● **READING PASSAGE**:
Lucas de Lima Tagliapietra (born 5 November 1990), known simply as Lucas, is a Brazilian professional football player who plays for Portuguese club Penafiel  as a defender.

Career
Born in Alegrete, Rio Grande do Sul, Lucas began his career in the state with Santa Cruz in 2010. He then played for TSW Pegasus FC, where he was twice Hong Kong league runner-up, and once a domestic cup finalist. After that he moved to Moldova's FC Dacia Chișinău, and in 2013 transferred to another team in their league, FC Milsami. He left the club when they were in fifth position.

Lucas signed for Scottish club Hamilton Academical on a one-year contract on 30 January 2015. He made his debut in the Scottish Premiership on 22 February, replacing Martin Canning for the last seven minutes of a 4–0 defeat away to league leaders Celtic. On 16 May he scored his first goal for the club, heading in Ali Crawford's corner to open an eventual 2–1 loss away to Ross County. After breaking into the first-team he extended his contract with the club in May 2015, until the end of the 2015–16 season.

● **YOUR TASKS**:
(a) Answer these questions from the footballer's biography, one line each:
(i) In which town was Lucas born?
(ii) Which club did he transfer to in 2013?
(iii) Which player did he replace when he made his Scottish Premiership debut?
(b) List every club that the footballer's biography says Lucas has played for.
(c) Write the next part of the footballer's biography, picking up after its final sentence.
The data that follows has no connection to the footballer's biography.

● **DATA BLOCK**:
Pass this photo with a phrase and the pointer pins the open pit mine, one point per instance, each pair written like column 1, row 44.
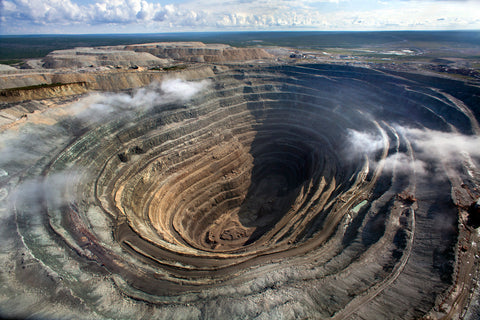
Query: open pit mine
column 235, row 186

● **ANSWERS IN ORDER**:
(a)
(i) Alegrete, Rio Grande do Sul
(ii) FC Milsami
(iii) Martin Canning

(b)
Santa Cruz
TSW Pegasus FC
FC Dacia Chișinău
FC Milsami
Hamilton Academical
Penafiel

(c)
Lucas left The Accies in July 2016, and signed a contract with Boavista F.C. as a free agent. He scored his first goal for the club in the first day of the season, in a 2–0 home win against Arouca on 14 August. On 18 September, his errors led to both goals in a 2–1 loss to Feirense also at the Estádio do Bessa; the latter was a handball that denied a goal for Platiny and earned a red card. Manager Erwin Sánchez said that the blame for the defeat was shared across the whole team, not just Lucas.

In June 2017, Lucas returned to South America when he signed a four-year deal at LDU Quito in Ecuador, who purchased 50% of his economic rights.

After a year at Al Batin FC in the Saudi Professional League, Lucas returned to Boavista on a two-year deal in July 2019. He left again after one season and signed a contract of the same length for Portimonense in September 2020.

On 27 July 2021 he moved to Penafiel in Liga Portugal 2.

Personal life
Lucas also has an Italian passport, allowing him to play in the United Kingdom without a work permit.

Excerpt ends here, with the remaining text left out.